STE(A)M IT – An interdisciplinary STEM approach connected to all around us, will produce the first European integrated STE(A)M framework.

The term STEM (Science, Technology, Engineering and Mathematics) is used in very different ways in education. From a simple acronym referencing the four discrete fields to a way of indicating these fields have common aims, methodologies and problematics (e.g. the decrease in students going into STEM degrees and careers). Recently, the term STEM has been expanded to include A, representing Arts, as a way of highlighting the importance of creativity in STEM education, or even with A as a reference to All, i.e. highlighting the importance of connecting STEM to all other disciplines. But in secondary education in general, in Europe, STEM disciplines continue to be taught in an isolated way. There are no STEM classes, in general, there are S classes, T classes, E classes, M classes. And not even the S is “one”. There are Physics classes, Chemistry classes, Biology classes, etc.

In order to really get students to see the interest of STEM degrees and careers, and even more importantly, show students, and society at large, the key role that STEM plays in improving our lives and their need for our future, we need STEM to be taught in an integrated way. We need all the components of S to work together. All the letters in STEM to work together. And even better, for all the subjects to work together STE(A)M. We need to apply measures to teach the different disciplines in an integrated way, connected to real-life issues. We need “to steam education”. If we “STE(A)M IT”, we can ensure future citizens will be ready to tackle any issues in society, in a collaborative, critical and efficient way.

Point localization data

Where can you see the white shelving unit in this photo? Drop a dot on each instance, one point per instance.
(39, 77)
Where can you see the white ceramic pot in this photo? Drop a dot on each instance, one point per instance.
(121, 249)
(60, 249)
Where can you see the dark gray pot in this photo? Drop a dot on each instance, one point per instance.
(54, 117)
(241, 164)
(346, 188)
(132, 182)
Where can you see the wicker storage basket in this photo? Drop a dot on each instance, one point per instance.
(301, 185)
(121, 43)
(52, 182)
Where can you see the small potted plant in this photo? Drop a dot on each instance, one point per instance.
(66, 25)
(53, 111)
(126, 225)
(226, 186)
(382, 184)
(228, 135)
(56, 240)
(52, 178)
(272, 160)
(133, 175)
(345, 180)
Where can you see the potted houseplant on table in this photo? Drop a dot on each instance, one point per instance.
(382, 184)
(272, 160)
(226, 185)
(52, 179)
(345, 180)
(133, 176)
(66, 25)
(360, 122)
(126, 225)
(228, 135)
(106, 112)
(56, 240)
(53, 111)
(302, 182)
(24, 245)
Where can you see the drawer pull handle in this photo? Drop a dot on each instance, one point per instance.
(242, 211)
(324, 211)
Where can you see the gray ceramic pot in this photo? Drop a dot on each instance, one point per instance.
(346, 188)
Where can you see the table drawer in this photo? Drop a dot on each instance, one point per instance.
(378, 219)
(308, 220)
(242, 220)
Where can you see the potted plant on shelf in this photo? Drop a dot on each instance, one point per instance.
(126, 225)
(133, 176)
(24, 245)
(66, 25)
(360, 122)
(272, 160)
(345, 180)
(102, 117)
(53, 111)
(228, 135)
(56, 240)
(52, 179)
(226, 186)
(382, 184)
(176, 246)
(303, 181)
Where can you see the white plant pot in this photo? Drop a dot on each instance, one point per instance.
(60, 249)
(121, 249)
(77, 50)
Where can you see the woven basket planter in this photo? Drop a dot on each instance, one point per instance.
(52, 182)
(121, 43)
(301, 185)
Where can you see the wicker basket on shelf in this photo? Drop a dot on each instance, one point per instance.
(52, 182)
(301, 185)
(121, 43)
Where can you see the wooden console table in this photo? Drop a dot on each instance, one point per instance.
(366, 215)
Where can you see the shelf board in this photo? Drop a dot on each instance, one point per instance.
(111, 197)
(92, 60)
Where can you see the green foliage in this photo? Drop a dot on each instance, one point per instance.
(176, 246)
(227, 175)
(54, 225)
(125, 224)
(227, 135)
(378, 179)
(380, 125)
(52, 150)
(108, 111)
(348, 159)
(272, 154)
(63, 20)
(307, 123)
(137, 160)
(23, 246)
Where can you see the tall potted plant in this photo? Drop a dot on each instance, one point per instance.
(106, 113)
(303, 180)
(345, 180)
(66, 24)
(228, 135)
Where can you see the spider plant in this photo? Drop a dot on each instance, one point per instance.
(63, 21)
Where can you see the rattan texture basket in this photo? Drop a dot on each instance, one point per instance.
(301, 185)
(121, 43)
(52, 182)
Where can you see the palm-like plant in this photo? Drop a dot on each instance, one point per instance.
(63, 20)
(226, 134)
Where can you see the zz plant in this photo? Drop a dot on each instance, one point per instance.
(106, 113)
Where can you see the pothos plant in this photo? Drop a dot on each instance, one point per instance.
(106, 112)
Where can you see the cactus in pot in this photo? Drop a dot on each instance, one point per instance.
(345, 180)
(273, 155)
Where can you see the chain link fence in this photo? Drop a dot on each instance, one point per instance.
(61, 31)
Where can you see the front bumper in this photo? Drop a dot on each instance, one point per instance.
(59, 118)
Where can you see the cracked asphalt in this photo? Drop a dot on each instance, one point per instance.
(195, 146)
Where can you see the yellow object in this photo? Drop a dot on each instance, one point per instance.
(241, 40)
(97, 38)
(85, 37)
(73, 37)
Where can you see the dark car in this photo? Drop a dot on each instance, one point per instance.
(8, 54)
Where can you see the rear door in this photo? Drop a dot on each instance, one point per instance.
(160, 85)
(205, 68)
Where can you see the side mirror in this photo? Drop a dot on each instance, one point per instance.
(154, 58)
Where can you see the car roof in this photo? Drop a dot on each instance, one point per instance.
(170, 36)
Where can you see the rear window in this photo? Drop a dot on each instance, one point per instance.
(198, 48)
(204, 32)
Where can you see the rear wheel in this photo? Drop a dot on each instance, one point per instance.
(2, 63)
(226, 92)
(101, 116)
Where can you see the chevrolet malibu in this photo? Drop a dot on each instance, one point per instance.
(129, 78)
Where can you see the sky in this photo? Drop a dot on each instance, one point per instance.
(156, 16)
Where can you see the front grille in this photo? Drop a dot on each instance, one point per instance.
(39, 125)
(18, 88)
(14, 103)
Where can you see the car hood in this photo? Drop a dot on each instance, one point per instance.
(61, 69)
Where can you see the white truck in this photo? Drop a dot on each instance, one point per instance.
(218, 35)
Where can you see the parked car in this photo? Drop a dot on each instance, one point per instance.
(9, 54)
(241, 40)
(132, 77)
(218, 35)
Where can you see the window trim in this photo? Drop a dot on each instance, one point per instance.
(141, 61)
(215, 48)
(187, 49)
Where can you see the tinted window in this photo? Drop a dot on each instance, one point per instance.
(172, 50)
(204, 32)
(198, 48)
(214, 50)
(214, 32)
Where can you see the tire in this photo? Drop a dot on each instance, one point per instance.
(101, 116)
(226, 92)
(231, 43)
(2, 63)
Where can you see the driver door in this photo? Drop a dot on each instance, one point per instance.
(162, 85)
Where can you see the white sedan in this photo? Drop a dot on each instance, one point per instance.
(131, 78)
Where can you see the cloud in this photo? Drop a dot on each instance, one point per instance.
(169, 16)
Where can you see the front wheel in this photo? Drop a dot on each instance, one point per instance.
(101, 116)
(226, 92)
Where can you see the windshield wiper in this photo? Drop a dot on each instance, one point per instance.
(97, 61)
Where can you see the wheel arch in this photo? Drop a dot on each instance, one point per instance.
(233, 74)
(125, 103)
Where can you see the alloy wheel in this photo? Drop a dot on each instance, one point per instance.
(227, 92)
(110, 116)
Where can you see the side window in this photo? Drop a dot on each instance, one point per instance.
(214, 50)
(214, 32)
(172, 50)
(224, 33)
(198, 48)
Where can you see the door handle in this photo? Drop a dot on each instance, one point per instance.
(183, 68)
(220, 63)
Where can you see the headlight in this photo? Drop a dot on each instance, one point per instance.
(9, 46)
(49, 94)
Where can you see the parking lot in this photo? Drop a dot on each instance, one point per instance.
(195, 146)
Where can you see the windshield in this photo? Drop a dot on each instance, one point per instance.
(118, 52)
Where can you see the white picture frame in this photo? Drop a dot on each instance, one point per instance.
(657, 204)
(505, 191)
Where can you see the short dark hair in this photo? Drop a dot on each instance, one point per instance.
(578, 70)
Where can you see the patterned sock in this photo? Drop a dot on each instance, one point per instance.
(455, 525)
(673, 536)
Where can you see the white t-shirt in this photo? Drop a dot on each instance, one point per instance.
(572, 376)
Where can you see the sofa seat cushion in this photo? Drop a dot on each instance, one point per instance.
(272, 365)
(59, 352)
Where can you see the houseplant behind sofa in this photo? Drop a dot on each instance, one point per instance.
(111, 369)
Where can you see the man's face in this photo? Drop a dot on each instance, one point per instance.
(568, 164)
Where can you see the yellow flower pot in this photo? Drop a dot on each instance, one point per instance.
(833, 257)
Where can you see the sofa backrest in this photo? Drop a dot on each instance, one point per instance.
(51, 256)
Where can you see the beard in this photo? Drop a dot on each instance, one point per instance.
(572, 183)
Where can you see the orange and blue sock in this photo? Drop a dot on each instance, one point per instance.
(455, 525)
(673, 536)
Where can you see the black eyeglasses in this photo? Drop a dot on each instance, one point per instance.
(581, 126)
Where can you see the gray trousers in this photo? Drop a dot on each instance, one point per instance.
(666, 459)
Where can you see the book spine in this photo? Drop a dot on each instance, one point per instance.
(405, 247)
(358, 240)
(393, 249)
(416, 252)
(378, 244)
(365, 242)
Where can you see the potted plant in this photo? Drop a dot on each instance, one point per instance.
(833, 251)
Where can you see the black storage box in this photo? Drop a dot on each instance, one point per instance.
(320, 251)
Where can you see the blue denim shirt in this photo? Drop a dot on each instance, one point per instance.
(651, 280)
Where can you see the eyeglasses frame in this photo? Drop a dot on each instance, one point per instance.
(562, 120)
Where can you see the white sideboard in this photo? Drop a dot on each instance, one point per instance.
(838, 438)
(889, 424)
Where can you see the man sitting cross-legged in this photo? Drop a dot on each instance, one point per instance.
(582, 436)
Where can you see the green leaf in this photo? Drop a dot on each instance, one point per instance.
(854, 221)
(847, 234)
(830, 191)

* [Things to do]:
- 1) According to the STE(A)M IT text, how are STEM disciplines generally taught in European secondary education?
- 2) Please rewrite the passage of the STE(A)M IT text that begins at the words "The term STEM (Science, Technology, Engineering" and stops after "Biology classes, etc.", replacing "creativity" with "innovation".

* [Answers to the exercises]:
- 1) In an isolated way.

- 2)
The term STEM (Science, Technology, Engineering and Mathematics) is used in very different ways in education. From a simple acronym referencing the four discrete fields to a way of indicating these fields have common aims, methodologies and problematics (e.g. the decrease in students going into STEM degrees and careers). Recently, the term STEM has been expanded to include A, representing Arts, as a way of highlighting the importance of innovation in STEM education, or even with A as a reference to All, i.e. highlighting the importance of connecting STEM to all other disciplines. But in secondary education in general, in Europe, STEM disciplines continue to be taught in an isolated way. There are no STEM classes, in general, there are S classes, T classes, E classes, M classes. And not even the S is “one”. There are Physics classes, Chemistry classes, Biology classes, etc.